*Raw data*:
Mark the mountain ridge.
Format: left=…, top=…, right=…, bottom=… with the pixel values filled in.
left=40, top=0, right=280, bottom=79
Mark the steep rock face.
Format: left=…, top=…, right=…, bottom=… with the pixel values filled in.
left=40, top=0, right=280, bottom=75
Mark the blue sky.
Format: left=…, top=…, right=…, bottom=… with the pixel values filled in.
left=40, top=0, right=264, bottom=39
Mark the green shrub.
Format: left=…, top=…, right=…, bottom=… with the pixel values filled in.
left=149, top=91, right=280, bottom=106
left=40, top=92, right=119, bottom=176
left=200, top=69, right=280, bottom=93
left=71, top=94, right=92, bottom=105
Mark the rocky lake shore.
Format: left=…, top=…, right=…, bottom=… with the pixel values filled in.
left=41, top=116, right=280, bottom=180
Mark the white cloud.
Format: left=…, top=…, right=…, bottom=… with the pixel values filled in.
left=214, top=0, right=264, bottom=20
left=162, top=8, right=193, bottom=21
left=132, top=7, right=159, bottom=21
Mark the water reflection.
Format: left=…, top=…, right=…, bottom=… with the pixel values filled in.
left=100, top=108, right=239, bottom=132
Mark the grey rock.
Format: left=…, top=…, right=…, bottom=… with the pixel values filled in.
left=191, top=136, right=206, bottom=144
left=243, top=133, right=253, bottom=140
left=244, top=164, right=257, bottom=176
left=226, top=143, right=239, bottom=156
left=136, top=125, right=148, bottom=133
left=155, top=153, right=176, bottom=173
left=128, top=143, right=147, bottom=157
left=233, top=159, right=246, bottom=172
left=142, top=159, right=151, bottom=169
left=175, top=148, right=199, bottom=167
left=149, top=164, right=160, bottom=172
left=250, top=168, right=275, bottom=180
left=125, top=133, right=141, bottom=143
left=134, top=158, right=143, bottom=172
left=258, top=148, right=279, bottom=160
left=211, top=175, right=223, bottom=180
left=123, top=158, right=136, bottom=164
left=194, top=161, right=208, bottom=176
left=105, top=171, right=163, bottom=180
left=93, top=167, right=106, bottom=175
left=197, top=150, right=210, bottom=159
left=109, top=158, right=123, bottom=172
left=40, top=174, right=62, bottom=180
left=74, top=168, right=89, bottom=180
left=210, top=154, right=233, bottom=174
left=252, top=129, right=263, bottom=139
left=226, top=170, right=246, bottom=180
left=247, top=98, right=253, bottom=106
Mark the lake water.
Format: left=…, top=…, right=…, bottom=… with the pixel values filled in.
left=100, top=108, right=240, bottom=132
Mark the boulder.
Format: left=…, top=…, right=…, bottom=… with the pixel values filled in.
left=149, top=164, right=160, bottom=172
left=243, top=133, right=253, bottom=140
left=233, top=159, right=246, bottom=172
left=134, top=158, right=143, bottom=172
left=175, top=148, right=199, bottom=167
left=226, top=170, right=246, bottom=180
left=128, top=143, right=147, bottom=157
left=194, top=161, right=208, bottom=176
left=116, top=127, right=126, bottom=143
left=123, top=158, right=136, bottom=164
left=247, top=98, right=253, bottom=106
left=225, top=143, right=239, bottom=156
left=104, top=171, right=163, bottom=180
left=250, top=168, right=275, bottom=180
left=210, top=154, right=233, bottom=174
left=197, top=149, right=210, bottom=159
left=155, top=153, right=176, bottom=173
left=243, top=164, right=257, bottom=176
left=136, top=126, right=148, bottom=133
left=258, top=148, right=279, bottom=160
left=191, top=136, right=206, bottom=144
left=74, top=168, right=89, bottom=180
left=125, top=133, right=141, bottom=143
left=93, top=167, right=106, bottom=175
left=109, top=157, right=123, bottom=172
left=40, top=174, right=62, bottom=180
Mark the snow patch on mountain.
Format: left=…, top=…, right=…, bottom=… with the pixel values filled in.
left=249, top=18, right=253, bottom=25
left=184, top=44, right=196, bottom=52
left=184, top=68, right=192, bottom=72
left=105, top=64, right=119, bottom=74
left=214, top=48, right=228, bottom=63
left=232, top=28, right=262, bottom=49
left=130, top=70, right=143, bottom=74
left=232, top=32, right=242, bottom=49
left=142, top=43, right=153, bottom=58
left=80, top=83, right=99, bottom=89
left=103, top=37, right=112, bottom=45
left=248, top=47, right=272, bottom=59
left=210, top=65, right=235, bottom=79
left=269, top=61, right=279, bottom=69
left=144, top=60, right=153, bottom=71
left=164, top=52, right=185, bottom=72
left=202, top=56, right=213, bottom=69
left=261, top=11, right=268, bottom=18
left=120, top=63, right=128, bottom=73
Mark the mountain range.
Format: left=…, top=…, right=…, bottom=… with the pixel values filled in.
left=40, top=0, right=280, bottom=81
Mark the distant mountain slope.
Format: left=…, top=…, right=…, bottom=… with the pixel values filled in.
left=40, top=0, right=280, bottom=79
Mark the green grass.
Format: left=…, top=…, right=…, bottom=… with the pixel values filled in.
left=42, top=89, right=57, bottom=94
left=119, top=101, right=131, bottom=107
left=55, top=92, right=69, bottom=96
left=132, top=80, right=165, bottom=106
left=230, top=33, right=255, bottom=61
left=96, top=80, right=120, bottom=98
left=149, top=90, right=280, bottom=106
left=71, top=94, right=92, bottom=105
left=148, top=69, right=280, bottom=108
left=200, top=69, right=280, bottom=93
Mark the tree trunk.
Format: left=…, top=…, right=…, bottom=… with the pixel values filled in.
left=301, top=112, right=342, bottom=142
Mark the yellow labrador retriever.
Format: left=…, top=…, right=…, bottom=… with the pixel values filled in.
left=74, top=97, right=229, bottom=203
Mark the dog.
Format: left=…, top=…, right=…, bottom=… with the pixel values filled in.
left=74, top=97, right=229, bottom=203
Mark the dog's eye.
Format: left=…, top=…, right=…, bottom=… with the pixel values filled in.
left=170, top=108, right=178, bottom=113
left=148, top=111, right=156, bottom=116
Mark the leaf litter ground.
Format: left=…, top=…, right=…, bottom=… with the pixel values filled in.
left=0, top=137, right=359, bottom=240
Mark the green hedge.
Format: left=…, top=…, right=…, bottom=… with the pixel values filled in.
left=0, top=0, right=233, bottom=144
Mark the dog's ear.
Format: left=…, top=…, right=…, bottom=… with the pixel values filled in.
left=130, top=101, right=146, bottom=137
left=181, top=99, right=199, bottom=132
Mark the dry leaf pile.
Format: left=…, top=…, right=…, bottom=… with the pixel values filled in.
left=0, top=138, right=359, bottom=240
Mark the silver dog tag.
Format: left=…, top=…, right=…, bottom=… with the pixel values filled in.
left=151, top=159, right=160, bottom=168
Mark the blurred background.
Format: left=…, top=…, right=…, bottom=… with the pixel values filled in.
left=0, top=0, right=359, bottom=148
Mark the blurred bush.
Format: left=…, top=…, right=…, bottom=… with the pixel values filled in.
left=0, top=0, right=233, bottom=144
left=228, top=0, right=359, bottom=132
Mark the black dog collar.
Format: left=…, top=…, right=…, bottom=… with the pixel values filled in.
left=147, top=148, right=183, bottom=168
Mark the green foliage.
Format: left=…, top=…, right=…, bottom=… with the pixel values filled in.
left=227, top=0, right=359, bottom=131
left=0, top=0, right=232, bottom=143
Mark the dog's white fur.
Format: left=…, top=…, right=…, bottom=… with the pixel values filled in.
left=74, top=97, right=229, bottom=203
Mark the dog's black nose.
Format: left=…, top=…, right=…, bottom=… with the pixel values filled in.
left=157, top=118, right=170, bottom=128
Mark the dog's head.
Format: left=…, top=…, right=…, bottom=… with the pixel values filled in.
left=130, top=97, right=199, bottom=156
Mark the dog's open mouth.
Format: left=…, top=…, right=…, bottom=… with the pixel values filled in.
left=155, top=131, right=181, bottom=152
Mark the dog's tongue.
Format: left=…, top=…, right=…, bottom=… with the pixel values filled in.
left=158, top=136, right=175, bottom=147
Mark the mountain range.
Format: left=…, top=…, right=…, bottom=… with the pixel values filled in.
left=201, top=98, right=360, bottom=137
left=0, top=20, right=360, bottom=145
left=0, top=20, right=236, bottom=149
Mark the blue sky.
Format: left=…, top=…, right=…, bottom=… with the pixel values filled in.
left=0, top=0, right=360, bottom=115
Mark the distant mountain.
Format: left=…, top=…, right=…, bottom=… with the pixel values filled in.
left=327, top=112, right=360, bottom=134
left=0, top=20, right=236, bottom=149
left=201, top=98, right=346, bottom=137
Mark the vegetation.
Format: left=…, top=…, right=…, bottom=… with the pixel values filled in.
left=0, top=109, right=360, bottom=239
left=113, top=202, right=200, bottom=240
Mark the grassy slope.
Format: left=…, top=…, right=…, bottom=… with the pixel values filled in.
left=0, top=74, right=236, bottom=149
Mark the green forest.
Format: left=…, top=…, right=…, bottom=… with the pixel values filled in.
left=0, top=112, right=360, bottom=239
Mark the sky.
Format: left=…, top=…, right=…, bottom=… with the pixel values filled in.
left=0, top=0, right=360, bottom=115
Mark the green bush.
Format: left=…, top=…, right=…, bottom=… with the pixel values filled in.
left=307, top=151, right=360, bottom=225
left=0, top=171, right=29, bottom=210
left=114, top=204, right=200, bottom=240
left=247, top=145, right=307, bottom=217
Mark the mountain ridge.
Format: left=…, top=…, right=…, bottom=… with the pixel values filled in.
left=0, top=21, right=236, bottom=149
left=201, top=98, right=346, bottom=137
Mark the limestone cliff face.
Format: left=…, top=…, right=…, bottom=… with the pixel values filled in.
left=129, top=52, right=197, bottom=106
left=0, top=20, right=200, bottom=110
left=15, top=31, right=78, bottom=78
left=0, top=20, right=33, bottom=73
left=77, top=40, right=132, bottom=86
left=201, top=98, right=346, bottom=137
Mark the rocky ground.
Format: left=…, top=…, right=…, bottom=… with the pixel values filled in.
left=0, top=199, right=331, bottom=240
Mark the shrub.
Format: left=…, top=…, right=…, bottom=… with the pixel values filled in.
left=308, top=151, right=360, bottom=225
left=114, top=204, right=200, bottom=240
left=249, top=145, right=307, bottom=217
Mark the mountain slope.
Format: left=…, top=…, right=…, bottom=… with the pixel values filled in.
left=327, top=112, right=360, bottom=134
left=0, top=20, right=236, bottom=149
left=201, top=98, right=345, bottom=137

*Stated goal*: Present the part that opens with the line containing "Mark the white cloud." and closes with the line containing "left=100, top=108, right=239, bottom=132", both included, as a Markdown table with the columns No. and Text. Number each row, and skip any blank lines.

*Correct result*:
| No. | Text |
|---|---|
| 1 | Mark the white cloud. |
| 2 | Format: left=…, top=…, right=…, bottom=… with the pixel values filled in. |
| 3 | left=214, top=0, right=264, bottom=20 |
| 4 | left=162, top=8, right=193, bottom=21 |
| 5 | left=132, top=7, right=159, bottom=21 |
| 6 | Mark the water reflection. |
| 7 | Format: left=…, top=…, right=…, bottom=… with the pixel values filled in. |
| 8 | left=100, top=108, right=239, bottom=132 |